** BEGIN SELECTED EXCERPT **

In 1202, existing records and queries coming into the system are analyzed. In one example, frequently occurring words or terms that are not being associated to any concepts, or which are being associated to concepts only with low confidence scores, are considered for analysis. From this, in 1203, new term(s) and/or concept(s) not present in the repository are identified and presented to an administrator 33.

In 1204, these new term(s) and/or concept(s) are added to the repository creating a provisional version of the repository. Then in 1205, records stored in the system are targeted based on existing associated concepts, confidence scores and full text indexes. These records are reclassified by the classification module 208, which uses the provisional version of the concept data to build new comparators 421. During reclassification, targeted records are assigned a set of associated concept identities and confidence scores.

In 1206, those records that are assigned a set of concept identities and confidence scores that vary from those stored within the system for the same record are presented for further analysis to an administrator 33. For any update that has instigated change in the classification of records, the differing concepts and confidence scores are analyzed. It is decided if the update has caused classification to improve or not. Where it has caused improvement, the update is accepted 1208 and incorporated into the repository. Where it has not caused improvement or has caused disimprovement, the update is rejected and is rolled back 1207.

** END SELECTED EXCERPT **
** BEGIN DATA LINES **

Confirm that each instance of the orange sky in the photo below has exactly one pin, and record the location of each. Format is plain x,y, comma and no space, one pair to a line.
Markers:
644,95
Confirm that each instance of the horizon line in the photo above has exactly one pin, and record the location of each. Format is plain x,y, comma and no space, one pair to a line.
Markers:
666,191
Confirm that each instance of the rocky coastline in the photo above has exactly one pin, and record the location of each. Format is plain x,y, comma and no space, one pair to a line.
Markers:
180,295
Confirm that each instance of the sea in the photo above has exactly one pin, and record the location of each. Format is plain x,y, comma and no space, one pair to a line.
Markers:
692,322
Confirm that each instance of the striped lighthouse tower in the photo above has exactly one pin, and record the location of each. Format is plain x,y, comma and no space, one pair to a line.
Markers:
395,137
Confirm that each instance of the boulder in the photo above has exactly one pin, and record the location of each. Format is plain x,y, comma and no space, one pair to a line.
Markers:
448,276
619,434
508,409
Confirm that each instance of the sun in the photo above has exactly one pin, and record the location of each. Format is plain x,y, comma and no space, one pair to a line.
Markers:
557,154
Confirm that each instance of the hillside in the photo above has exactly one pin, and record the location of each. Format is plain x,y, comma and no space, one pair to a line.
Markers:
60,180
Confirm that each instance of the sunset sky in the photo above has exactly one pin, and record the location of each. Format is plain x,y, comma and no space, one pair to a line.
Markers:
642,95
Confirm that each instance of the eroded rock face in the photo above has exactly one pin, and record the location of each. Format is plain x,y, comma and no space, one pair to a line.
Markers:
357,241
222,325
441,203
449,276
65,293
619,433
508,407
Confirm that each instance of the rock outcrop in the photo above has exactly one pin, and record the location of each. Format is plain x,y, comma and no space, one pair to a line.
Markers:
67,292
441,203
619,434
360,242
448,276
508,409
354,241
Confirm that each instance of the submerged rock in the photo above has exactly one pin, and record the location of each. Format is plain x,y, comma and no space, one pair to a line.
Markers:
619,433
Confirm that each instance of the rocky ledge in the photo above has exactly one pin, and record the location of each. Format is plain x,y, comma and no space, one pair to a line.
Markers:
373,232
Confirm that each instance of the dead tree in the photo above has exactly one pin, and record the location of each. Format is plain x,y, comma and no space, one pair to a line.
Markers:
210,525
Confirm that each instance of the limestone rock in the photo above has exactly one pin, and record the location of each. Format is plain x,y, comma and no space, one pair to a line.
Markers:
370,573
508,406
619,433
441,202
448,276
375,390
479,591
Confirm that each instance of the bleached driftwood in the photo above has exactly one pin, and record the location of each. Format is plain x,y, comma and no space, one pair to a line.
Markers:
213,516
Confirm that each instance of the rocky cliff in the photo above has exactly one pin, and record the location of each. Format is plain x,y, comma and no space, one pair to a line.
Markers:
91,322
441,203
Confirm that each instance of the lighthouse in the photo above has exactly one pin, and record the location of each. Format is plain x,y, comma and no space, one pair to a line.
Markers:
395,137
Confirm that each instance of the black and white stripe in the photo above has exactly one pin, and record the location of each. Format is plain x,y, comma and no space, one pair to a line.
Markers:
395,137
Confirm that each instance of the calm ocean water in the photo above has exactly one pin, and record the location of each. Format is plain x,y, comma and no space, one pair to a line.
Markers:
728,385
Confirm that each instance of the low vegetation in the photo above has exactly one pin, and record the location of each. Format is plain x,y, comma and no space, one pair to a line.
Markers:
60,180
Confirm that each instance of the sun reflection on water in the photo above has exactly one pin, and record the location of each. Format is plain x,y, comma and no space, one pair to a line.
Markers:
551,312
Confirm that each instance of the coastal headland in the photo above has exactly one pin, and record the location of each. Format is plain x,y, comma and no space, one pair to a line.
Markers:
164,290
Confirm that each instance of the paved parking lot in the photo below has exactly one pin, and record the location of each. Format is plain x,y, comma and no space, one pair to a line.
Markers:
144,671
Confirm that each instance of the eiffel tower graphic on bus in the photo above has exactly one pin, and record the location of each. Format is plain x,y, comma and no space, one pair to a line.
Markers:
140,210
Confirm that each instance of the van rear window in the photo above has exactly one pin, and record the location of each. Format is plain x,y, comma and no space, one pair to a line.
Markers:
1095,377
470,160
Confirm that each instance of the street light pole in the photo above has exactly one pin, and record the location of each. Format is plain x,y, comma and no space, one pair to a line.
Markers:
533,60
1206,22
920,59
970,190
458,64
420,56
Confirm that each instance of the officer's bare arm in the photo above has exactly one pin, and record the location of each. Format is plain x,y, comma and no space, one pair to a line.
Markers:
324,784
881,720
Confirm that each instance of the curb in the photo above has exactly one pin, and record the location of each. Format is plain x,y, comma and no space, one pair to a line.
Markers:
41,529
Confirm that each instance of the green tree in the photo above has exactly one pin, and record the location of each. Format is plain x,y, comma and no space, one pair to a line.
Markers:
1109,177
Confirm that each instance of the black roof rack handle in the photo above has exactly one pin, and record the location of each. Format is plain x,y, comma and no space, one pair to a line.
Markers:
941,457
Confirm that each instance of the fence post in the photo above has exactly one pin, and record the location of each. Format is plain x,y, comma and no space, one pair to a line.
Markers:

** END DATA LINES **

» DIRECTIONS:
1 - Count how many lines of the listing contain the word "tower", and give only the number.
2 - Write the next part of the passage on repository updates and record reclassification, starting after its final sentence.

» RESULTS IN ORDER:
1 - 2

2 -
Hitherto, the current disclosure has been described in terms of providers and seekers of skills and services. However, the intention is not to limit the disclosure to this application, the scope of the disclosure covers any comparable networked environment in which providers and seekers input text or records in relation to what they provide or seek. The data inputted by providers and seekers forms the basis of how they are matched and ranked. The matching and ranking is performed by classifying and associating the data inputted against a repository of concept data.

In a different embodiment, the disclosure could be configured to classify data inputted to an online dating site. Participants in a dating site both create content within the site and also have content from third party sites that relate to their profiles. Any individual section of text within a profile, or section of text about or relating to a profile, can be classified against a suitable repository of concept data with the support of non-textual metadata also relating to their profile. The concepts associated to profiles can then be used as a dimension in matching profiles. In such an embodiment, examples of concepts that could be modeled and classified include, but are not limited to, hobbies and interests, emotional experiences, musical, literary, cultural and artistic tastes, attitudes to religion and spirituality, educational and professional backgrounds, social habits and future goals.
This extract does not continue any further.